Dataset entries
===
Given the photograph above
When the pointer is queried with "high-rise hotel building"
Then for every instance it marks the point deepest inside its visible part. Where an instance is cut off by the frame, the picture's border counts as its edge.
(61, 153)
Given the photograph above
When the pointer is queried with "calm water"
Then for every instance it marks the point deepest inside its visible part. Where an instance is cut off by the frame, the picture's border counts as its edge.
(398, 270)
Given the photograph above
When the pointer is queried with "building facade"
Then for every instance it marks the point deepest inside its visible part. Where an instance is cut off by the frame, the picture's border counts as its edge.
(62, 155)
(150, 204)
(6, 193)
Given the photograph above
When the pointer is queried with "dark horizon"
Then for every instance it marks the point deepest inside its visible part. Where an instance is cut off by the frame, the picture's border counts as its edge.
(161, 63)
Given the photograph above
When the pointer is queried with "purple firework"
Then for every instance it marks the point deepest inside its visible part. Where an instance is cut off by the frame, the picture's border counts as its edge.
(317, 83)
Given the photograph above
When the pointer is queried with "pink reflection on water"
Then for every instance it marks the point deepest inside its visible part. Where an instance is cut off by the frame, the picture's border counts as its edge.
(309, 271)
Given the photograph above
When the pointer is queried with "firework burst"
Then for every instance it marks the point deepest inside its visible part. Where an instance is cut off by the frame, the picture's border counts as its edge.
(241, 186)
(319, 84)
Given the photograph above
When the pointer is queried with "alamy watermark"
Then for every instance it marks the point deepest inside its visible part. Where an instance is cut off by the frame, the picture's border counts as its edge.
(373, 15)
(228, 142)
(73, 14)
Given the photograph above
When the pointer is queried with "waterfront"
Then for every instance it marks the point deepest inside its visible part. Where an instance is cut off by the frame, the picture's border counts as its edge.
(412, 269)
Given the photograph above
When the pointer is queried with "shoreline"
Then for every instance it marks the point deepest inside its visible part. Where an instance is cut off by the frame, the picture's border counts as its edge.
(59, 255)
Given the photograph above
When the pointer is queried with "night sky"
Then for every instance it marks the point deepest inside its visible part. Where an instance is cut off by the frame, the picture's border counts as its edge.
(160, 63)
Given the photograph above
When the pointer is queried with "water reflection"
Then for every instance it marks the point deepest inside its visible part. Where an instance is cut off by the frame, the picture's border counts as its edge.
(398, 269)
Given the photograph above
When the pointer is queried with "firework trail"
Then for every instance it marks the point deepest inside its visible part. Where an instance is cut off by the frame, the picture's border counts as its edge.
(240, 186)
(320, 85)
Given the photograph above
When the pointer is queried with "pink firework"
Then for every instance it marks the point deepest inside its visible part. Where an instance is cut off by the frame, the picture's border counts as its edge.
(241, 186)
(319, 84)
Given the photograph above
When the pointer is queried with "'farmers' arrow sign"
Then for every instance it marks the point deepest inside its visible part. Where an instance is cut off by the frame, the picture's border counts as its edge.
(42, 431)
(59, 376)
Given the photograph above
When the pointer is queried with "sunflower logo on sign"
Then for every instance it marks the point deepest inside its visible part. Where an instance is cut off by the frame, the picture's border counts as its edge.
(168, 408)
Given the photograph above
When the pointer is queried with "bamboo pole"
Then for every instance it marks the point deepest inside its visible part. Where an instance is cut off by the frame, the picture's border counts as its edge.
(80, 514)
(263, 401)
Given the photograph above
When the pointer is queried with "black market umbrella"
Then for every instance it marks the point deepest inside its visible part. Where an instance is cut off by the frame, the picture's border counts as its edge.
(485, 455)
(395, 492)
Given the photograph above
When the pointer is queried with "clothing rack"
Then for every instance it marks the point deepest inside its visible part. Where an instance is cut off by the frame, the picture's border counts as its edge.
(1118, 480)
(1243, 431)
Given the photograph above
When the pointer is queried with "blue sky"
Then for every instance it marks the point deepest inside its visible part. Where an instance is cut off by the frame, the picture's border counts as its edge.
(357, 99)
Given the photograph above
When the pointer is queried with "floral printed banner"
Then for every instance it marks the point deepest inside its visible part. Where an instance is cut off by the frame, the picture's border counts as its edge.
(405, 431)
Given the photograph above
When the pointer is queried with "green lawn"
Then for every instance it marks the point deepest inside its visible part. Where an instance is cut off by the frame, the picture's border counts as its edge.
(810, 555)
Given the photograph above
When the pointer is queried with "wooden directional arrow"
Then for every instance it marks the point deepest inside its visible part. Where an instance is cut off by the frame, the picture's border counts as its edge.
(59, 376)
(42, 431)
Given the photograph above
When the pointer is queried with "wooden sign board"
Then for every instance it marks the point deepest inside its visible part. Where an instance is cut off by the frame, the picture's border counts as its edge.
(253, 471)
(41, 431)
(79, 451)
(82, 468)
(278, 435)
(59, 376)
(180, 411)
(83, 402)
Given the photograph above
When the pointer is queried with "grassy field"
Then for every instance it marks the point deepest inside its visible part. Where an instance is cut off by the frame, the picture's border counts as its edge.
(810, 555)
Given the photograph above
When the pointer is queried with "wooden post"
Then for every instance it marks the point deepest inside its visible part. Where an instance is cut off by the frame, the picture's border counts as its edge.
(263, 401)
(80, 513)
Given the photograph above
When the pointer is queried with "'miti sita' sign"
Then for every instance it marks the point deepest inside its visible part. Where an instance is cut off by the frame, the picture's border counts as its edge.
===
*Task to complete*:
Only lines that include "sign" are counted here. Give their number for the records above and add nothing.

*Answer below*:
4